• _Collection entries_:
►

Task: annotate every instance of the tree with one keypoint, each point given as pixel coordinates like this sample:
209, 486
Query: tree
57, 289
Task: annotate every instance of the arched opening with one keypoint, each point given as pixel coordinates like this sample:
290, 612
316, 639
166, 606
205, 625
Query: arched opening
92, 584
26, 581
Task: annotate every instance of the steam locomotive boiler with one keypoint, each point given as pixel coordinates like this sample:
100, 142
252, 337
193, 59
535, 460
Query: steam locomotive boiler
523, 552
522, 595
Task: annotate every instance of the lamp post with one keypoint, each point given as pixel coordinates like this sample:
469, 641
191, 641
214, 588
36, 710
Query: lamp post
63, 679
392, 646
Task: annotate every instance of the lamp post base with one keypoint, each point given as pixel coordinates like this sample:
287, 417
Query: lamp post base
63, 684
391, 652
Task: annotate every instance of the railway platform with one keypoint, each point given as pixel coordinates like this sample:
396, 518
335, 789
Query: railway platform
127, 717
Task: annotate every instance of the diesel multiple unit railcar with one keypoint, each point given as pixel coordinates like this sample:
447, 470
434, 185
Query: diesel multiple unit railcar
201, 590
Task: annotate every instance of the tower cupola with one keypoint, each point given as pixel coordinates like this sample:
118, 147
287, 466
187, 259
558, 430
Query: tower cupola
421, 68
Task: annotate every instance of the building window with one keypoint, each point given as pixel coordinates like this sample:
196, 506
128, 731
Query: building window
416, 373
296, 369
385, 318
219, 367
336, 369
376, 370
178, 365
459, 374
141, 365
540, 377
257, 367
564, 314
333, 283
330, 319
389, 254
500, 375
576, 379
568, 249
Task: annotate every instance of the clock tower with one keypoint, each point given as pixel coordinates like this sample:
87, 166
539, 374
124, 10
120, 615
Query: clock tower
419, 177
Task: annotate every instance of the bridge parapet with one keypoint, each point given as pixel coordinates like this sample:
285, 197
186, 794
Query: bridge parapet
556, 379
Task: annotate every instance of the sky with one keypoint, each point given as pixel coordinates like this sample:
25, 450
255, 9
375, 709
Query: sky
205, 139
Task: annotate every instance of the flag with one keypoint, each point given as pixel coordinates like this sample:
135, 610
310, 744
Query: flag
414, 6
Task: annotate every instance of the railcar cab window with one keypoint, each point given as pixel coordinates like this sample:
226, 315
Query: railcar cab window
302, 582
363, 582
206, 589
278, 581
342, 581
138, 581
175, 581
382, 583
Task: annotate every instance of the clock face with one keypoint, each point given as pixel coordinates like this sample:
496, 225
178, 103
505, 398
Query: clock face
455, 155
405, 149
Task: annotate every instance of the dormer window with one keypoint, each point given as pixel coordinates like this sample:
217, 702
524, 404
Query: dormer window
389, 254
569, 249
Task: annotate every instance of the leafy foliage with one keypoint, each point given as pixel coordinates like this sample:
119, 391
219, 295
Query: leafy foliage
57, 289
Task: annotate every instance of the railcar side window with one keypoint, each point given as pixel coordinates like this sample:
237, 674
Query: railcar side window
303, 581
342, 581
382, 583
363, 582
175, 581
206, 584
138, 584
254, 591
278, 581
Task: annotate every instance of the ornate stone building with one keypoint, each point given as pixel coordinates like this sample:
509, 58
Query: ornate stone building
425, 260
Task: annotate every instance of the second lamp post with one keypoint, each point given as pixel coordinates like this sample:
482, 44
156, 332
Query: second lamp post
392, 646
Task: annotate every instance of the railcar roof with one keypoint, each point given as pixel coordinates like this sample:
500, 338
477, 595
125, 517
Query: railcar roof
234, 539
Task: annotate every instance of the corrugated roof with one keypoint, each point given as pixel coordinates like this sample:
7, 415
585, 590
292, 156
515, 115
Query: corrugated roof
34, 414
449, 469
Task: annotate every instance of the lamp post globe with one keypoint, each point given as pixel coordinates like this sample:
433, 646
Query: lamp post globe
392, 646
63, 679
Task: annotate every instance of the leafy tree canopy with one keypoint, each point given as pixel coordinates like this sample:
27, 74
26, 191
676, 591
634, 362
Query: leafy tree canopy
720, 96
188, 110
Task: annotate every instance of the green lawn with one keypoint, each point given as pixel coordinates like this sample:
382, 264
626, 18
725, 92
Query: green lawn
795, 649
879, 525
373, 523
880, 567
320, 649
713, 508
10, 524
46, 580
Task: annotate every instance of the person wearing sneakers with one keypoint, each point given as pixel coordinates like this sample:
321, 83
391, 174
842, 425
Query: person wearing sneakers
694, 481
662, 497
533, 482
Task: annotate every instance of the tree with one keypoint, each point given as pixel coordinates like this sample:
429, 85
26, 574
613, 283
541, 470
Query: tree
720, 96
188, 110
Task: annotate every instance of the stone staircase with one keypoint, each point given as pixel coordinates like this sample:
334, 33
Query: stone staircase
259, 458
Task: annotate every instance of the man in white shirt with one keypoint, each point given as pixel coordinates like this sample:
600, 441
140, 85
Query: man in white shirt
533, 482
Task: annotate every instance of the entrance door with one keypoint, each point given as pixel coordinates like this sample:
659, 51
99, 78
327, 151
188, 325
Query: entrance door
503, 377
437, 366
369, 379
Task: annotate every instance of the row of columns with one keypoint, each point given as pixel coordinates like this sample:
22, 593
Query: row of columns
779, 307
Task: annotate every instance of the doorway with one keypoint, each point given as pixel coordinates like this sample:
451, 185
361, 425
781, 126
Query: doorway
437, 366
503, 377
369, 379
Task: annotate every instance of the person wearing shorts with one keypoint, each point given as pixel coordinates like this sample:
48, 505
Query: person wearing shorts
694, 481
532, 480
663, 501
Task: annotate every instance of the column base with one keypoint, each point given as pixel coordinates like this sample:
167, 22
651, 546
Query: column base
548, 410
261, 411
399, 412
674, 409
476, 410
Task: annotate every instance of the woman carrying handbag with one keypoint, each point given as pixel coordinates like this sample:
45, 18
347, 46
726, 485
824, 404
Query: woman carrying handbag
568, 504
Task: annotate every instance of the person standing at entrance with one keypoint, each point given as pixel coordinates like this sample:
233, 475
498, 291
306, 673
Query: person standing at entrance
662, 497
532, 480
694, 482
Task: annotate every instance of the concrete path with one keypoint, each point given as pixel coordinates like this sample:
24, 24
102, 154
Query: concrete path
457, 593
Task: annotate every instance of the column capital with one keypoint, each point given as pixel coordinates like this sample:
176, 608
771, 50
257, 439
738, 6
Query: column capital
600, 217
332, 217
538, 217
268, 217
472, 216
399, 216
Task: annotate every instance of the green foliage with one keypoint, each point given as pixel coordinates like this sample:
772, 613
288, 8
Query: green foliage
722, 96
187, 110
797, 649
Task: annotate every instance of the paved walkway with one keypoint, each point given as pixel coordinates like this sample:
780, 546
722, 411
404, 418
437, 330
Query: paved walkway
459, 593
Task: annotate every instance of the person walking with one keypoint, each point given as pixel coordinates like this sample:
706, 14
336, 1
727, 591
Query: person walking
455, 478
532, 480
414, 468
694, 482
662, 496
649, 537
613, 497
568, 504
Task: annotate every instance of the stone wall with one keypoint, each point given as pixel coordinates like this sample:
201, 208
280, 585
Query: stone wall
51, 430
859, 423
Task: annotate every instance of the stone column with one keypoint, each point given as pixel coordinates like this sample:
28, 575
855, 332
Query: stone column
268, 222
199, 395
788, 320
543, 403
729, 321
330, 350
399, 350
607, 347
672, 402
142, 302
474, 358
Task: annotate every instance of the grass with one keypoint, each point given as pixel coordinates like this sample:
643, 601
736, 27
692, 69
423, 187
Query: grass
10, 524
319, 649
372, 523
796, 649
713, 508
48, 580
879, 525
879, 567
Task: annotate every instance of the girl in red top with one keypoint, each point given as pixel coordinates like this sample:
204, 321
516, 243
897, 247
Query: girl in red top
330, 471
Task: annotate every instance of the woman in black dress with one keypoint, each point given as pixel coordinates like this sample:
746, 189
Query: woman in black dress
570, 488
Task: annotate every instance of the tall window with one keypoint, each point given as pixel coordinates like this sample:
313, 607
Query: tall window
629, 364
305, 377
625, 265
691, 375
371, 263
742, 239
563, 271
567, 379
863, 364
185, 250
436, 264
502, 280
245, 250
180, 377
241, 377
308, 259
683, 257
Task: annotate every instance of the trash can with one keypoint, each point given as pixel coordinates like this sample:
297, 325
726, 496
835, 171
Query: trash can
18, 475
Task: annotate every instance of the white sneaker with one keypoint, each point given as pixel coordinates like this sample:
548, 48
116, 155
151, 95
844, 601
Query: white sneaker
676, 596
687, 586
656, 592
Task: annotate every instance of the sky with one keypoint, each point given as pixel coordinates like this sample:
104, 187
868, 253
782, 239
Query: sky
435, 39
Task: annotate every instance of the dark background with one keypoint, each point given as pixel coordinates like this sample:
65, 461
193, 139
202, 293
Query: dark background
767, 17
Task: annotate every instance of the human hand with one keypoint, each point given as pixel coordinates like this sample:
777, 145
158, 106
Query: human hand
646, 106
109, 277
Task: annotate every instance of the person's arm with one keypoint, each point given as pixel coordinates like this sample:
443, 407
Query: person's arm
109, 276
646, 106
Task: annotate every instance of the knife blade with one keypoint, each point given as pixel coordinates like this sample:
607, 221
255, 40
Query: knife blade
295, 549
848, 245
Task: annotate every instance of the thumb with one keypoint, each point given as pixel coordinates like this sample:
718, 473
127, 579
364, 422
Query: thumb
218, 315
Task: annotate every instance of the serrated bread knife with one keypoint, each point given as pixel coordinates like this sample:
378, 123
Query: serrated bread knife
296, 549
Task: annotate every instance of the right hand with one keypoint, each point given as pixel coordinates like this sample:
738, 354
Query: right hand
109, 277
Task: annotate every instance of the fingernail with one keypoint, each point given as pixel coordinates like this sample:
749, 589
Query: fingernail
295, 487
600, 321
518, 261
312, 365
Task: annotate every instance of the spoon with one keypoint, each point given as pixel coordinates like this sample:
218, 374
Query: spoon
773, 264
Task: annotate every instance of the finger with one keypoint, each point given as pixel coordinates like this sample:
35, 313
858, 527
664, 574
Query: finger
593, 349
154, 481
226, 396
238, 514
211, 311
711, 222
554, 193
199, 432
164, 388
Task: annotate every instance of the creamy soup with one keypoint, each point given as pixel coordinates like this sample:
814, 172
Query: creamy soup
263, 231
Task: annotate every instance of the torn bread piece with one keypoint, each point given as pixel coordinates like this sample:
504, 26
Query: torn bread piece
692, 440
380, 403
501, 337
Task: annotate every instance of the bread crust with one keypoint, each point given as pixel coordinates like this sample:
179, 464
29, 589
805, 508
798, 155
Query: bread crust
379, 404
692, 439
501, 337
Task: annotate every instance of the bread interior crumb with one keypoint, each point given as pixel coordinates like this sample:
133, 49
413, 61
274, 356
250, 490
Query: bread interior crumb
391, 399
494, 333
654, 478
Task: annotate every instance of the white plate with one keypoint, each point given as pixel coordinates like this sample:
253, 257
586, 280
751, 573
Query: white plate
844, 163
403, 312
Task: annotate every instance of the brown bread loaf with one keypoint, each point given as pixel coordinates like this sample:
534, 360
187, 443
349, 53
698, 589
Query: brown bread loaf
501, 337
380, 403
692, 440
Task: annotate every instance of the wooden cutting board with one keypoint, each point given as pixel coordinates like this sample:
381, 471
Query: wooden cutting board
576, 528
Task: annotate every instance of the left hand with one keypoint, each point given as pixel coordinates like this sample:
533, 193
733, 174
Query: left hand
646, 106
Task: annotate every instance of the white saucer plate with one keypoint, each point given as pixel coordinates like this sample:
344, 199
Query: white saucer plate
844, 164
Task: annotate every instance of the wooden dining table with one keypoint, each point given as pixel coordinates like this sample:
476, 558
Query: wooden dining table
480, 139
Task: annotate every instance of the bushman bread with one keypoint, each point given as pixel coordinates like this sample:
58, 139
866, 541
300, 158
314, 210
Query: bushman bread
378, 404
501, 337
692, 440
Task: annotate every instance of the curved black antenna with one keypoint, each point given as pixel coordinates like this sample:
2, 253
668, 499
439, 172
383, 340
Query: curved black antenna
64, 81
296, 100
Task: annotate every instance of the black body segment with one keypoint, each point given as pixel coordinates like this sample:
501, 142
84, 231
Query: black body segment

◄

• _Problem statement_: Going through the data above, state how many lines include the word "segment"; only that number is needed.

• _Exercise output_: 2